>> START EXTRACT
Man I envy people who work in tech companies. “This can be done in a day” is a basically meaningless sentence in bureaucratic organizations.
I will give an example from the organization I work for, which is a relatively large nonprofit, because it’s become something of a running joke to me and my coworkers.
November 1 2019:
Consulting agency recommends we implement “Facebook Birthday Fundraisers”. This would be a social media campaign where people who follow us on Facebook receive a message or notification a few weeks before their birthday, prompting them to create a Birthday Fundraiser on behalf of our nonprofit. The benefits are clear: low cost commitment, can generate revenue, increase Member engagement, bring in new donors, play a cultivation role (acknowledging their birthday). There are a few downsides, mainly that Facebook stores the Fundraiser data instead of us, so we can’t track donations as precisely as we’d like.
>> END EXTRACT
>> START DATA PROVIDED
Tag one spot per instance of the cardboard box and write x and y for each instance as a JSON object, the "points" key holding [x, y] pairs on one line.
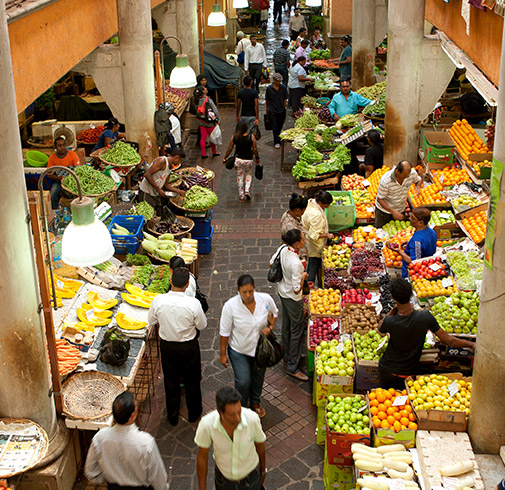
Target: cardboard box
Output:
{"points": [[438, 147], [443, 420]]}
>> END DATA PROVIDED
PROBLEM REQUIREMENTS ▸ Can you reproduce the nonprofit post word for word, everything from "I will give" down to "as we’d like."?

OUTPUT ▸
I will give an example from the organization I work for, which is a relatively large nonprofit, because it’s become something of a running joke to me and my coworkers.
November 1 2019:
Consulting agency recommends we implement “Facebook Birthday Fundraisers”. This would be a social media campaign where people who follow us on Facebook receive a message or notification a few weeks before their birthday, prompting them to create a Birthday Fundraiser on behalf of our nonprofit. The benefits are clear: low cost commitment, can generate revenue, increase Member engagement, bring in new donors, play a cultivation role (acknowledging their birthday). There are a few downsides, mainly that Facebook stores the Fundraiser data instead of us, so we can’t track donations as precisely as we’d like.